▶ _Stored data_
□ □ □ □ □

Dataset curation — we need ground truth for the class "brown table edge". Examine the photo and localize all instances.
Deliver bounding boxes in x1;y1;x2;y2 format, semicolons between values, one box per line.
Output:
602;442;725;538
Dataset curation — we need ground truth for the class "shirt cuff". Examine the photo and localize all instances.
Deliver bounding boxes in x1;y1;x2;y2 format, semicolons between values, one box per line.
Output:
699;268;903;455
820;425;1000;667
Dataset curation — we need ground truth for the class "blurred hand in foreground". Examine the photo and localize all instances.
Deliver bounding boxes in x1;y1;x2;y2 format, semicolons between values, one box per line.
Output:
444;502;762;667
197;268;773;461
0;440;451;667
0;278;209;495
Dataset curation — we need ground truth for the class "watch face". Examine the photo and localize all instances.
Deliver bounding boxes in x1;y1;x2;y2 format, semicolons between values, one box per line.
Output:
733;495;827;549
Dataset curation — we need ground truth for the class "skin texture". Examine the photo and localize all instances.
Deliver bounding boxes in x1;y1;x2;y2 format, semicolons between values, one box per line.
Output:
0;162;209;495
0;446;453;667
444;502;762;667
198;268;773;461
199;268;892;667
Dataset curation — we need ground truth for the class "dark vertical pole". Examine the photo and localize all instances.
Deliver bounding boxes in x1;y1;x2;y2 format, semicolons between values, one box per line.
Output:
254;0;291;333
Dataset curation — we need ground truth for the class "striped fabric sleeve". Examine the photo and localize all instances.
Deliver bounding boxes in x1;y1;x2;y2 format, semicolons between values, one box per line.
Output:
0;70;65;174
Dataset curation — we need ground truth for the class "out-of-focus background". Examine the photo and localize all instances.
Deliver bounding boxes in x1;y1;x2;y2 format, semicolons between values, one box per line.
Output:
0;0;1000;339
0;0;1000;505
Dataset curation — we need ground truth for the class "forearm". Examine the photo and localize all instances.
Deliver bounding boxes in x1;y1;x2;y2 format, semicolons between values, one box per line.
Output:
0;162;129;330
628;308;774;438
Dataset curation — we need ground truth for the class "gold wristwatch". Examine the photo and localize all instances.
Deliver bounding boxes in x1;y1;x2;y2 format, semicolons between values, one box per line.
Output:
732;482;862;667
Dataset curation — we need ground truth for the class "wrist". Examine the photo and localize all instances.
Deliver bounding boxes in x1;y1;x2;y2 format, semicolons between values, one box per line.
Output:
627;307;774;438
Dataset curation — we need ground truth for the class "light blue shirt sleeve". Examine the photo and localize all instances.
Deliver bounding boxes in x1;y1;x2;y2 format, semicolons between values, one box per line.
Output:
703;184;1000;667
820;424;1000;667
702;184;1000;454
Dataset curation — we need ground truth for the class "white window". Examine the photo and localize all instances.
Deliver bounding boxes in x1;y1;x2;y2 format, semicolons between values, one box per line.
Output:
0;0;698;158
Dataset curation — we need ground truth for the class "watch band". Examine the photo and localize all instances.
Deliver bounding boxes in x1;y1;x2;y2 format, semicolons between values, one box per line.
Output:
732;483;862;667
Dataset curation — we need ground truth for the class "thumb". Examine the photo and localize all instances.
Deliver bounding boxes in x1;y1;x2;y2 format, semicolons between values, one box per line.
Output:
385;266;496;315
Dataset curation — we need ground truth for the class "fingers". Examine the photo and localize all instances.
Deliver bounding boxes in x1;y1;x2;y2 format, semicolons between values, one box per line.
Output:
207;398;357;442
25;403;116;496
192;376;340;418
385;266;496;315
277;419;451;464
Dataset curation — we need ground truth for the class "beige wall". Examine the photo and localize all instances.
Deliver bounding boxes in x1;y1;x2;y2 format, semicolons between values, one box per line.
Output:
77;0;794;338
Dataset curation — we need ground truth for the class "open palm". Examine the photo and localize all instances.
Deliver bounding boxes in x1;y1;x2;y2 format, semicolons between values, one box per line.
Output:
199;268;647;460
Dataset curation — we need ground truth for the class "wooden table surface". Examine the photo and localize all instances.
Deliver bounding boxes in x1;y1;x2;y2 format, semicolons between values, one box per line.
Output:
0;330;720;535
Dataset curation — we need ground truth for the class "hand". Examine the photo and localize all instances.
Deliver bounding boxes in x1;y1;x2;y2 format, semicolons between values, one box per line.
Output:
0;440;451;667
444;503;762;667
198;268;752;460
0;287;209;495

□ □ □ □ □

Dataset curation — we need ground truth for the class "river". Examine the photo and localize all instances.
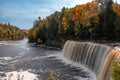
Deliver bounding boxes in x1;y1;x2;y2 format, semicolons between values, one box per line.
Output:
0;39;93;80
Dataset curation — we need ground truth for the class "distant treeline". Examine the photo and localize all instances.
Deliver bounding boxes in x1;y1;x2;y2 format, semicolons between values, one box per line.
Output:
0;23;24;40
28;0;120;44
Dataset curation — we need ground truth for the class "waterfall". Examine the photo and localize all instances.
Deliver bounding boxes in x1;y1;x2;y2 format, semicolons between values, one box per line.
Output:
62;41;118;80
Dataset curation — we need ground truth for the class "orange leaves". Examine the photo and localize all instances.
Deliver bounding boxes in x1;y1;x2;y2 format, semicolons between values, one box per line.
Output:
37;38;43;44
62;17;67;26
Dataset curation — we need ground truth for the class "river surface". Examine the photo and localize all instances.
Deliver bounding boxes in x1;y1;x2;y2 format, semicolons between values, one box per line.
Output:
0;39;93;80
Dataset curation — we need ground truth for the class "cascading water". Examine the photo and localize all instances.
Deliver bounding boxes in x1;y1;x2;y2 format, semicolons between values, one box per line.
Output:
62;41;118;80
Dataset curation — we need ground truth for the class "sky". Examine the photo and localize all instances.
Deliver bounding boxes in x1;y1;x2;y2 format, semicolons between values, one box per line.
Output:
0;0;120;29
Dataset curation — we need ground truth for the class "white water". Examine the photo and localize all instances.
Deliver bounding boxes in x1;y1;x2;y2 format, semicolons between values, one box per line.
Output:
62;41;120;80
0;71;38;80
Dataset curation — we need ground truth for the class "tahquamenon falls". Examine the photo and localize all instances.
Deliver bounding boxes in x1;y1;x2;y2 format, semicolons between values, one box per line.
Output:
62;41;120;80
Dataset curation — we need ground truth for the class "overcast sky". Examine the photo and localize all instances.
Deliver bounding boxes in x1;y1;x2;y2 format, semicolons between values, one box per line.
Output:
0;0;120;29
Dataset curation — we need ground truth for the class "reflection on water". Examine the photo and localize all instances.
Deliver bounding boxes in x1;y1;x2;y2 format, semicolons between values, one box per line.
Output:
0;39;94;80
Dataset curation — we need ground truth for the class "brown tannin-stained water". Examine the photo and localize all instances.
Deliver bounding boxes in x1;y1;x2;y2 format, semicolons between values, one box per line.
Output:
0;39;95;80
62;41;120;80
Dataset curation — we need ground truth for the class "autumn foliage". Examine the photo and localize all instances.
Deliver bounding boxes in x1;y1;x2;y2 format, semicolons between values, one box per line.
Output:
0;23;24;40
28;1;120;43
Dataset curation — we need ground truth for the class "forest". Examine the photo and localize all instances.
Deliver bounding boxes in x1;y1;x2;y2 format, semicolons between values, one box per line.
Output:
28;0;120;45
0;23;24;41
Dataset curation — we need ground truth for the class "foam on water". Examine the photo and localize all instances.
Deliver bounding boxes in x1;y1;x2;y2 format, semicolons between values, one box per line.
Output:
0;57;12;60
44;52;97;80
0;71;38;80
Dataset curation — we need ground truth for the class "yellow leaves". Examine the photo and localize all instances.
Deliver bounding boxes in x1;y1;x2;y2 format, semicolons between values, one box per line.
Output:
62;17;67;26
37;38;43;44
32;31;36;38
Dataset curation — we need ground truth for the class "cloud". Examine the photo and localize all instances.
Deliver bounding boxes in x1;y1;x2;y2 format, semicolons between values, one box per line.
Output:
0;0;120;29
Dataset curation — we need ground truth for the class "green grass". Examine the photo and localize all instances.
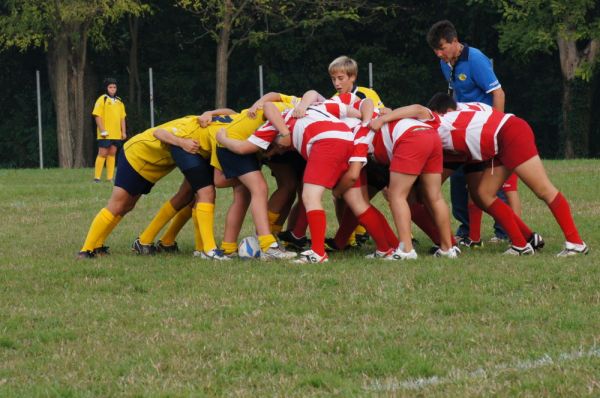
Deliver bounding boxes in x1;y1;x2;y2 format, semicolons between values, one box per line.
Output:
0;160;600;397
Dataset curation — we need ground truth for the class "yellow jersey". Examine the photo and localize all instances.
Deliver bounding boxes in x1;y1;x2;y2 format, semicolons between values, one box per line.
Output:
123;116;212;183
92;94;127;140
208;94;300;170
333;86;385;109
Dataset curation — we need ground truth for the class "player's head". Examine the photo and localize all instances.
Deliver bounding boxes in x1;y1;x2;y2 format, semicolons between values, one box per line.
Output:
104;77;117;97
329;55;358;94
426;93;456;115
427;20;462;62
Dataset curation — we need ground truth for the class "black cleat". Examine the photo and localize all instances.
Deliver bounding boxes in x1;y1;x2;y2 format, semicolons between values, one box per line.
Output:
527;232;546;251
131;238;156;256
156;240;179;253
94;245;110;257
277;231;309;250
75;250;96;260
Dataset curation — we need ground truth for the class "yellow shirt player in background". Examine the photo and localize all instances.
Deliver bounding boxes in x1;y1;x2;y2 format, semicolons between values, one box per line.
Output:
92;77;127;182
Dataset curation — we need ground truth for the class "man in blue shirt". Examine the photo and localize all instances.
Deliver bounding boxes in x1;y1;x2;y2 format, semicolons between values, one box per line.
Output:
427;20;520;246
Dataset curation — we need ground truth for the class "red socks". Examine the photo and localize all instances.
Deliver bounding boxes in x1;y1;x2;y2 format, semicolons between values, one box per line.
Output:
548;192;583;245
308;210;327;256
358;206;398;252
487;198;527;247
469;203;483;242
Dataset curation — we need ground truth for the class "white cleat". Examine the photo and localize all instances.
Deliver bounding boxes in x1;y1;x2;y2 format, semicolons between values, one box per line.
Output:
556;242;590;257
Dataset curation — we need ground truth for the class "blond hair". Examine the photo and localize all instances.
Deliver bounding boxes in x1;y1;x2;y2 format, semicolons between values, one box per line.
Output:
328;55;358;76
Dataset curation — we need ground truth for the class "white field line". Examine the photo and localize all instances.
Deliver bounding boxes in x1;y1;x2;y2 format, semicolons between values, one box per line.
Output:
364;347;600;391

□ □ □ □ □

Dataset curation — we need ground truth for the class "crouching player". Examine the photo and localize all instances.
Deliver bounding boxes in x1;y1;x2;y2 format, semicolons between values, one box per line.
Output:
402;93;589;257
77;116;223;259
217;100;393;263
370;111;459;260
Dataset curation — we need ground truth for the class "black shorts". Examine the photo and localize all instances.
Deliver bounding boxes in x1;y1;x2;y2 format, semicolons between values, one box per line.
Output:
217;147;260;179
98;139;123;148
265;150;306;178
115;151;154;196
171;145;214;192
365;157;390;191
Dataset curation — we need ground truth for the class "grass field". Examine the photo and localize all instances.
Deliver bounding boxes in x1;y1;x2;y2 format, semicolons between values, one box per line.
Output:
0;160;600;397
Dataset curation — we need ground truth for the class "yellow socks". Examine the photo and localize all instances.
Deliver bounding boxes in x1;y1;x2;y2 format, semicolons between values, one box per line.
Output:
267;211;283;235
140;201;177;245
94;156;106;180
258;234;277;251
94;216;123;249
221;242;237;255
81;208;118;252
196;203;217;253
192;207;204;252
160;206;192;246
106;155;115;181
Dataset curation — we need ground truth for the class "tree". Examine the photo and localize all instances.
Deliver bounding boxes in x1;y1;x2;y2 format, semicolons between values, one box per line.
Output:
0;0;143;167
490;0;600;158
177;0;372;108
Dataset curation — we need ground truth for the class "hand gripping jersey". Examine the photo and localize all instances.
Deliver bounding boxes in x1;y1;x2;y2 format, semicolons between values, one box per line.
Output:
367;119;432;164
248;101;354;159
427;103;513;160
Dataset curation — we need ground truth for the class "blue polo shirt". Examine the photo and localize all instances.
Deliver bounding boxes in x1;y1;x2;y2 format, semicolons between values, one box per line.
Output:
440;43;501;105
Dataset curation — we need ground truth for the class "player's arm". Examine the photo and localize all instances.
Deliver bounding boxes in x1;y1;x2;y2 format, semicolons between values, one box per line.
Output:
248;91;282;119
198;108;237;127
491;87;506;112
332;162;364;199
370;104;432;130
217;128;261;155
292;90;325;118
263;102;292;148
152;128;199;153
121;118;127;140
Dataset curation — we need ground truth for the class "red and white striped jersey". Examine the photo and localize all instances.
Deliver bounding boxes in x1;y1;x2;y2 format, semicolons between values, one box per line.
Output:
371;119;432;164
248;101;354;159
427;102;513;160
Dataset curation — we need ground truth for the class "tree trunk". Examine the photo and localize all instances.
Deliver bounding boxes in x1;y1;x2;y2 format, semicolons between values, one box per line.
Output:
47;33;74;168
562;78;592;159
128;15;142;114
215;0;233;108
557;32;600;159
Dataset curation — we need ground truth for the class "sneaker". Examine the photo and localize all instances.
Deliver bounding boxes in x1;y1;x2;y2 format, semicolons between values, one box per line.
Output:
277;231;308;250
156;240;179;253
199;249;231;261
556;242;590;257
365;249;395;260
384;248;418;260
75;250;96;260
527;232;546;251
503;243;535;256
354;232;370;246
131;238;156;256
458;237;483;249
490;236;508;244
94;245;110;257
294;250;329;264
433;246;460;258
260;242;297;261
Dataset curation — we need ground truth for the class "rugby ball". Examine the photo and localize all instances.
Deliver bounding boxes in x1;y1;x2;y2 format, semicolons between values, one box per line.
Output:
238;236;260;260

□ □ □ □ □

▶ _EXERCISE TASK_
List every line of the records above that contains the word "striped", matching case exactly.

▶ _REPLY_
Dataset curation — we need ground truth for the class "striped fabric sleeve". Examine the photo and localize all instances.
Dataset curation — we need ground truth for the class "red and white striped jersey". Examine the photo and localize all instances.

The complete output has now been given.